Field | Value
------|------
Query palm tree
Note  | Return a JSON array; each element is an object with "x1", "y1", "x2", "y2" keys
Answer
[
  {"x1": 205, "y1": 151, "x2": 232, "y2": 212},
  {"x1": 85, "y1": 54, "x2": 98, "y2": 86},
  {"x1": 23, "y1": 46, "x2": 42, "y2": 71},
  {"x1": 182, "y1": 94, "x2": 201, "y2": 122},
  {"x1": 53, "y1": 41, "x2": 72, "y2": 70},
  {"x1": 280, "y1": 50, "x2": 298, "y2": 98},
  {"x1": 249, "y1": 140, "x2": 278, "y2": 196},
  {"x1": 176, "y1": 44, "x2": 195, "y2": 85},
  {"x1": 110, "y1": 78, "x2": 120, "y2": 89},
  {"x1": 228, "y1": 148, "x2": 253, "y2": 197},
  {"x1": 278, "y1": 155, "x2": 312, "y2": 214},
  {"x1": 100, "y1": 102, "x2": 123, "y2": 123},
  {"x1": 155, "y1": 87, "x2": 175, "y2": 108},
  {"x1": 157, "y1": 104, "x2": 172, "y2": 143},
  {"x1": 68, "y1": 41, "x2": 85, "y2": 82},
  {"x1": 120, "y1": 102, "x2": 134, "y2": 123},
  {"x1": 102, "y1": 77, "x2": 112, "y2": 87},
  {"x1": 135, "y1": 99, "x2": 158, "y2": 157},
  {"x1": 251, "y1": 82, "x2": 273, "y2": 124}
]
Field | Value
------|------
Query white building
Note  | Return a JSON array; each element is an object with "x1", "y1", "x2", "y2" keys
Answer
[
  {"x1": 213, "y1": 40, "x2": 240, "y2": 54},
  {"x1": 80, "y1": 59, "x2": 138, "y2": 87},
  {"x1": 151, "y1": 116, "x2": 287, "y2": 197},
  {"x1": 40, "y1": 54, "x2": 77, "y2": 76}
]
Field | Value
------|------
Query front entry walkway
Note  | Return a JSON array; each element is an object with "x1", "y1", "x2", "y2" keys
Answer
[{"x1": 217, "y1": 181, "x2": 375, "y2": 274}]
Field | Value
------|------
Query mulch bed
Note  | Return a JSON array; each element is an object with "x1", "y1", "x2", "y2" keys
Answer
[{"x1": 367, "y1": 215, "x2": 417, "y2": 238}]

****************

» What you are asked to do
Could you copy out all of the rows above word for word, with every character unchanged?

» Correct result
Field | Value
------|------
Query palm tree
Note  | Return a JSON array; each element is an object with "x1", "y1", "x2", "y2" keys
Answer
[
  {"x1": 205, "y1": 151, "x2": 232, "y2": 212},
  {"x1": 85, "y1": 54, "x2": 98, "y2": 86},
  {"x1": 23, "y1": 46, "x2": 42, "y2": 71},
  {"x1": 182, "y1": 94, "x2": 201, "y2": 122},
  {"x1": 53, "y1": 41, "x2": 72, "y2": 70},
  {"x1": 280, "y1": 50, "x2": 298, "y2": 98},
  {"x1": 249, "y1": 140, "x2": 278, "y2": 196},
  {"x1": 176, "y1": 44, "x2": 195, "y2": 85},
  {"x1": 110, "y1": 78, "x2": 120, "y2": 89},
  {"x1": 228, "y1": 148, "x2": 253, "y2": 197},
  {"x1": 278, "y1": 155, "x2": 312, "y2": 214},
  {"x1": 100, "y1": 102, "x2": 123, "y2": 123},
  {"x1": 155, "y1": 87, "x2": 175, "y2": 108},
  {"x1": 157, "y1": 104, "x2": 172, "y2": 143},
  {"x1": 68, "y1": 41, "x2": 85, "y2": 82},
  {"x1": 120, "y1": 102, "x2": 134, "y2": 123},
  {"x1": 102, "y1": 77, "x2": 112, "y2": 87},
  {"x1": 135, "y1": 99, "x2": 158, "y2": 157},
  {"x1": 251, "y1": 82, "x2": 273, "y2": 124}
]
Field | Value
------|------
Query white building
Note  | Return a JSON array; each element is an object with "x1", "y1", "x2", "y2" keys
Answer
[
  {"x1": 213, "y1": 40, "x2": 240, "y2": 54},
  {"x1": 80, "y1": 59, "x2": 138, "y2": 87},
  {"x1": 151, "y1": 116, "x2": 287, "y2": 197},
  {"x1": 40, "y1": 54, "x2": 77, "y2": 76}
]
Field | Value
------|------
Query front entry walkway
Note  | Return a JSON array; each element is an object with "x1", "y1", "x2", "y2" keys
Answer
[{"x1": 217, "y1": 181, "x2": 375, "y2": 274}]
Field | Value
------|------
Query mulch bed
Note  | Return a JSON array; each element is an object with "x1", "y1", "x2", "y2" keys
Answer
[{"x1": 367, "y1": 215, "x2": 417, "y2": 238}]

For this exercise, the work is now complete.